Outline entries for labeled areas:
......

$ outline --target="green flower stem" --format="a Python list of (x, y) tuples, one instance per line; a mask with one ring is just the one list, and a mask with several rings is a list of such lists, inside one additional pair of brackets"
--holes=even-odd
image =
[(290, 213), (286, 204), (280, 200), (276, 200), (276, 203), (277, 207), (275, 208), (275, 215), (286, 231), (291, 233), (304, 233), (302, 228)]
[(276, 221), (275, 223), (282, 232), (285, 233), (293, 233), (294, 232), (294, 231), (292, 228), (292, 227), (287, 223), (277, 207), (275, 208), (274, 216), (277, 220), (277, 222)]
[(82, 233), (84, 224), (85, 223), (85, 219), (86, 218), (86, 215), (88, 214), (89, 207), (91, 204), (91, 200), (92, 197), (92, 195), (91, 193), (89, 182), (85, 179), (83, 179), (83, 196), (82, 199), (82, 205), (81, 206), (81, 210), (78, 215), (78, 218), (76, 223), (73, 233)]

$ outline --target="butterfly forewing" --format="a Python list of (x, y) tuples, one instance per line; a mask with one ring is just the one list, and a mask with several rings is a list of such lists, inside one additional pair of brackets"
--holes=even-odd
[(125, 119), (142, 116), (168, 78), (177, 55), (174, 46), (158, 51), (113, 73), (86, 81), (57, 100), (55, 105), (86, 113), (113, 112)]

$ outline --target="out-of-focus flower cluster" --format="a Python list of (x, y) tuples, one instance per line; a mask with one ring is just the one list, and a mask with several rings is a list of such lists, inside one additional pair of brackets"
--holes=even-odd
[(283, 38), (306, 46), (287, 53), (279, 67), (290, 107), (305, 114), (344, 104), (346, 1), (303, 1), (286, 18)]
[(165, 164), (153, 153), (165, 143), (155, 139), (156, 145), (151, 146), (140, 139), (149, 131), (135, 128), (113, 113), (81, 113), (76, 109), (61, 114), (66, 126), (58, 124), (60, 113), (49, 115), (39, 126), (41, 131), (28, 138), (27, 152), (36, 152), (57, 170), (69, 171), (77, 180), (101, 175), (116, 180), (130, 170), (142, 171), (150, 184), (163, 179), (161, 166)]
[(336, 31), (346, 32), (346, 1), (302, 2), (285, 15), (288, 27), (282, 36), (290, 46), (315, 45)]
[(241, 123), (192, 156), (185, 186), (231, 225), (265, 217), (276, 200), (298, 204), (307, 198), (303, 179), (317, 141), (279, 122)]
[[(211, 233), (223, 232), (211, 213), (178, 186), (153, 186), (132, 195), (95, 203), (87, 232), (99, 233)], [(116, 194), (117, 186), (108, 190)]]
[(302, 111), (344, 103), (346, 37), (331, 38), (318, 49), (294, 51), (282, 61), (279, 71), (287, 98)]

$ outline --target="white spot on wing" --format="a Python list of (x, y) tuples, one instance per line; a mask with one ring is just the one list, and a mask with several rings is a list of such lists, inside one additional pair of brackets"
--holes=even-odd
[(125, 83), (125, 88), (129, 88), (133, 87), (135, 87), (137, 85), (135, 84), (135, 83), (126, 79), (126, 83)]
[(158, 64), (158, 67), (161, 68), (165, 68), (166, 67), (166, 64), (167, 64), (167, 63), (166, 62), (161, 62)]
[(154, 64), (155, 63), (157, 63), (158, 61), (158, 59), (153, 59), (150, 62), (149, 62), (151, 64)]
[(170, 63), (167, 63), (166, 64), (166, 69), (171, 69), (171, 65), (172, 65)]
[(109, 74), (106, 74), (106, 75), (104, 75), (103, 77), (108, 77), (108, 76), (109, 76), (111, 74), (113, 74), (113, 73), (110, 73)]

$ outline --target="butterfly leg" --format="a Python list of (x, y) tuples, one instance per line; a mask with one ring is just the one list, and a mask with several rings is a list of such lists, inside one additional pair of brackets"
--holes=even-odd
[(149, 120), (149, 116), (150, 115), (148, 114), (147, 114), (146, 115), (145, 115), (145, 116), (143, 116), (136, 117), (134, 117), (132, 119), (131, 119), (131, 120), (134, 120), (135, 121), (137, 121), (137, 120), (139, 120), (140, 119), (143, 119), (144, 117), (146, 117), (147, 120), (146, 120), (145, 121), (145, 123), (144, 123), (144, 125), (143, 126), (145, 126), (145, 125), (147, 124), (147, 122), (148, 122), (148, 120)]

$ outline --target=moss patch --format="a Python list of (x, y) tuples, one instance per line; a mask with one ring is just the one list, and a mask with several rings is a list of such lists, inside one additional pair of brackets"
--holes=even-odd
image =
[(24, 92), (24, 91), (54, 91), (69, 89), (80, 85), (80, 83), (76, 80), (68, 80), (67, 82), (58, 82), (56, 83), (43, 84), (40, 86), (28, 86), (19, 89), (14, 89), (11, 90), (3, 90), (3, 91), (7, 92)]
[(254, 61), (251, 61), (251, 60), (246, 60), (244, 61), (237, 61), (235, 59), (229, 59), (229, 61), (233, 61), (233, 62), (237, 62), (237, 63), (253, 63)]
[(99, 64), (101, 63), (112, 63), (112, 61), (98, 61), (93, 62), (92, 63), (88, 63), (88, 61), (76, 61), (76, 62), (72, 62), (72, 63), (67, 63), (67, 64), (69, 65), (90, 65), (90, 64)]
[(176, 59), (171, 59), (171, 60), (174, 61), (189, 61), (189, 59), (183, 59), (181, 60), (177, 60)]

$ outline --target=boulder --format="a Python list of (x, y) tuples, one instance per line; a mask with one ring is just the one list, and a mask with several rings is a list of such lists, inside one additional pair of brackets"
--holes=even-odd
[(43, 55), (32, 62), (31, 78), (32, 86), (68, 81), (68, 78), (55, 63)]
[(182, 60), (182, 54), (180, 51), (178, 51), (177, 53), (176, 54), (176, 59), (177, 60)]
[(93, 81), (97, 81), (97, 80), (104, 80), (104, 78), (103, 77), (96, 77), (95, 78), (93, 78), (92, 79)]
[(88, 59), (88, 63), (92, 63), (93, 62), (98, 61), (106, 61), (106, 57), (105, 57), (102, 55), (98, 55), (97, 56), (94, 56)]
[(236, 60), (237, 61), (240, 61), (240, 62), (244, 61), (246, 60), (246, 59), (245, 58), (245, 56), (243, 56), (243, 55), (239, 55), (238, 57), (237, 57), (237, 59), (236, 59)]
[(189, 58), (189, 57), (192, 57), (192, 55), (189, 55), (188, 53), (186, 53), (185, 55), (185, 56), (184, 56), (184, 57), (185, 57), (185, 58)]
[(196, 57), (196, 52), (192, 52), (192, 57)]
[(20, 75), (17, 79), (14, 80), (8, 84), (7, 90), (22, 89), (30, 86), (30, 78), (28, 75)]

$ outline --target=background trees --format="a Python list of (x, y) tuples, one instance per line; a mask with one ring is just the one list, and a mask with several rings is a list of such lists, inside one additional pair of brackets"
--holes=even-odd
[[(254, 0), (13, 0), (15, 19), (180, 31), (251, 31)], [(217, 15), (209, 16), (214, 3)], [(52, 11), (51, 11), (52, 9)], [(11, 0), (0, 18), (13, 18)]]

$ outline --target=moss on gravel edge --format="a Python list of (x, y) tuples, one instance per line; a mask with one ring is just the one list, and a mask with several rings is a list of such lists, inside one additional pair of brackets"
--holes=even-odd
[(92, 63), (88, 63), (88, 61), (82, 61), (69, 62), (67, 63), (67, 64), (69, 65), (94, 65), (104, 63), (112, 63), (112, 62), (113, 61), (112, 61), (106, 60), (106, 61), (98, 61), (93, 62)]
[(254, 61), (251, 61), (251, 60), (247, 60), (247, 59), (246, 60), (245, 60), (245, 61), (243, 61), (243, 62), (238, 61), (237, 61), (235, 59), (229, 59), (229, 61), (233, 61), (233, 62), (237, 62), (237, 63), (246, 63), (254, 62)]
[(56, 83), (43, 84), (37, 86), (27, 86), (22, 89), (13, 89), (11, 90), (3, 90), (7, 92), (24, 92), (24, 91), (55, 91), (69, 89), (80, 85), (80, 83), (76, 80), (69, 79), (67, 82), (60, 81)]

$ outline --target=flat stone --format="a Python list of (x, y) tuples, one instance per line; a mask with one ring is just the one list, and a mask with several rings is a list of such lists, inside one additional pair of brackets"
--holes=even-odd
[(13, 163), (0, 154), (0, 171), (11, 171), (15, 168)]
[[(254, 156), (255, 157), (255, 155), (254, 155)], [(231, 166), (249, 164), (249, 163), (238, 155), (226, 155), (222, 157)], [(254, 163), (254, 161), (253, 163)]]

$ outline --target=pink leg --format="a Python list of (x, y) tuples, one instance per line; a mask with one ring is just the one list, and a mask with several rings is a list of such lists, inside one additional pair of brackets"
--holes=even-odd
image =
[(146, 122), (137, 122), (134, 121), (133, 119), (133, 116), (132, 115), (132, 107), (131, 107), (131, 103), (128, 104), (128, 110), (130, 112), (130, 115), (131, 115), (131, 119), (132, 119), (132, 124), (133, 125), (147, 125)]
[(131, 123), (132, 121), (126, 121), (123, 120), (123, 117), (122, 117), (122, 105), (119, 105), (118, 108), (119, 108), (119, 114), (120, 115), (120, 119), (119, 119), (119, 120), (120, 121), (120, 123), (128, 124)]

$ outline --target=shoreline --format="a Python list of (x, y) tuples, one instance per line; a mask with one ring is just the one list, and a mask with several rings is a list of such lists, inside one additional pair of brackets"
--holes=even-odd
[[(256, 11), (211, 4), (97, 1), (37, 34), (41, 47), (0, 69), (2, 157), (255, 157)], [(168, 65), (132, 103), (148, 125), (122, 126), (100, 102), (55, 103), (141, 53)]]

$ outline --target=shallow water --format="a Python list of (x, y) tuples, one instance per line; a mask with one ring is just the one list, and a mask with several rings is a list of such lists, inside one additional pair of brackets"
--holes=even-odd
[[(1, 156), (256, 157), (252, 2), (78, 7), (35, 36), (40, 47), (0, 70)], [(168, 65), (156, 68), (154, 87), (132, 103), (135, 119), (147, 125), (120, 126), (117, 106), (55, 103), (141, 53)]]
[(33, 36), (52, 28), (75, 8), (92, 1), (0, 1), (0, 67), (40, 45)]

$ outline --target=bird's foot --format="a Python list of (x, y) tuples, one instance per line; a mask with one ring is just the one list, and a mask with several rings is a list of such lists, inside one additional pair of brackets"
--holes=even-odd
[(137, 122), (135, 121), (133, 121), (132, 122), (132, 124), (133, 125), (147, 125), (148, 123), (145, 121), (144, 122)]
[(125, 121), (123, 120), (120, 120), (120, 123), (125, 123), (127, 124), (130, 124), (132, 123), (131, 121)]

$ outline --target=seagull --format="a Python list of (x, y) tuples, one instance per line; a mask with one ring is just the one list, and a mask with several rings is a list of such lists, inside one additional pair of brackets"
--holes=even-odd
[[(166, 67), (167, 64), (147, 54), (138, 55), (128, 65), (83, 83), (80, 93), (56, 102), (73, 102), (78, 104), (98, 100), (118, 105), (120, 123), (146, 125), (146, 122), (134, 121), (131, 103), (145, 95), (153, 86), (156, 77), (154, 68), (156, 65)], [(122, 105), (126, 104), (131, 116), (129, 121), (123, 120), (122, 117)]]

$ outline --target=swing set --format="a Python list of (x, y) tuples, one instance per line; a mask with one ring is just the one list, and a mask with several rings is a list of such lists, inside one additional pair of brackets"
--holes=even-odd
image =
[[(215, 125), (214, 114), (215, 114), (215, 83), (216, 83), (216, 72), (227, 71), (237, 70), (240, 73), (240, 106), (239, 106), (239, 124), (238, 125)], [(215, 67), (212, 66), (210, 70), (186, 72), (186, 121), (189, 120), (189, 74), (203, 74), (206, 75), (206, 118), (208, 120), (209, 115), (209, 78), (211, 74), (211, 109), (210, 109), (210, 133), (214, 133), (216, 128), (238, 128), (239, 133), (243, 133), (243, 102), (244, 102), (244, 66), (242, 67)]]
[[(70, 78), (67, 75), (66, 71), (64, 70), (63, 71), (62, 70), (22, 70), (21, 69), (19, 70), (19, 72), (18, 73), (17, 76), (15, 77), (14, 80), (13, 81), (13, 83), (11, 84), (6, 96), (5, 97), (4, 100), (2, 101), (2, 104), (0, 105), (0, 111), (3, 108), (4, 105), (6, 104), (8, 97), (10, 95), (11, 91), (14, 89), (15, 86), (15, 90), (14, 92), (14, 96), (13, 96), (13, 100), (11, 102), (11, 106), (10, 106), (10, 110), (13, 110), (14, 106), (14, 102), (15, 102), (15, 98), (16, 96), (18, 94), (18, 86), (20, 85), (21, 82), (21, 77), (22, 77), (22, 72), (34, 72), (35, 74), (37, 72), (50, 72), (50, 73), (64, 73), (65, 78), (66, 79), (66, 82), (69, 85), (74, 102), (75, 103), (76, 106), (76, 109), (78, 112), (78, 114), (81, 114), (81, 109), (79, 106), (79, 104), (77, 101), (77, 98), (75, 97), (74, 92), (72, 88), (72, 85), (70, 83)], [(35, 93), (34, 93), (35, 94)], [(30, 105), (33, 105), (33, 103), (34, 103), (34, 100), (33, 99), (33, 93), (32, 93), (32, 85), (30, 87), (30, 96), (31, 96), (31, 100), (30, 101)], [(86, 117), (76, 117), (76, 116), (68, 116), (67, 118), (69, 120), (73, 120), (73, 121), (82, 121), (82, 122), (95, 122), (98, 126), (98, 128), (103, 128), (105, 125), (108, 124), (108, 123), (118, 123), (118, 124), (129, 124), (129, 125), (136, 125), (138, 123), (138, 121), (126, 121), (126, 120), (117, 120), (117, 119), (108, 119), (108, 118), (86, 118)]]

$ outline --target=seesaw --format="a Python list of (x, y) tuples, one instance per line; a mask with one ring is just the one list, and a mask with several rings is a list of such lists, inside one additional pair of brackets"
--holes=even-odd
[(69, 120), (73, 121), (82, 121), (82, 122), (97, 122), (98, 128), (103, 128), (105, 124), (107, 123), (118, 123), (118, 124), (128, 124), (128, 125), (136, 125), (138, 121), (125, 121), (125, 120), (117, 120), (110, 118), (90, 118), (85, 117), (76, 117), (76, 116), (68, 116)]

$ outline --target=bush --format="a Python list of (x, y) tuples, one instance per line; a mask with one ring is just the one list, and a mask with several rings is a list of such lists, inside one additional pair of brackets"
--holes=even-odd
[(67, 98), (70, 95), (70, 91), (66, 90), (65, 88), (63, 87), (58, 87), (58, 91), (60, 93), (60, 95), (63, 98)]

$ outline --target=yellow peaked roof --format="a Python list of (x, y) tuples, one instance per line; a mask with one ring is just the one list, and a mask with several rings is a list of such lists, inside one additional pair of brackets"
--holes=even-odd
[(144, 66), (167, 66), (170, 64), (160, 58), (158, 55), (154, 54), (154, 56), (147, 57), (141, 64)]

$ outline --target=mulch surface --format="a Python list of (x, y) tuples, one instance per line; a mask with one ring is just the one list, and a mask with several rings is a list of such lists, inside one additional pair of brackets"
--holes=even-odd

......

PROBLEM TO WORK ON =>
Pull out every line in the records above that contains the string "flower", matching case exactly. Copy each of those lines in full.

TASK ANSWER =>
$ outline --target="green flower stem" --format="a Python list of (x, y) tuples, one instance per line; a mask with one ring is just the one list, and a mask with several rings is a list of such lists, inside one additional pair of brackets"
$ outline --target="out-of-focus flower cluster" --format="a Python list of (x, y) tuples, one instance per line; a mask with one ring is just the one list, and a mask with several rings is a list of such lists, inside one additional pair of brackets"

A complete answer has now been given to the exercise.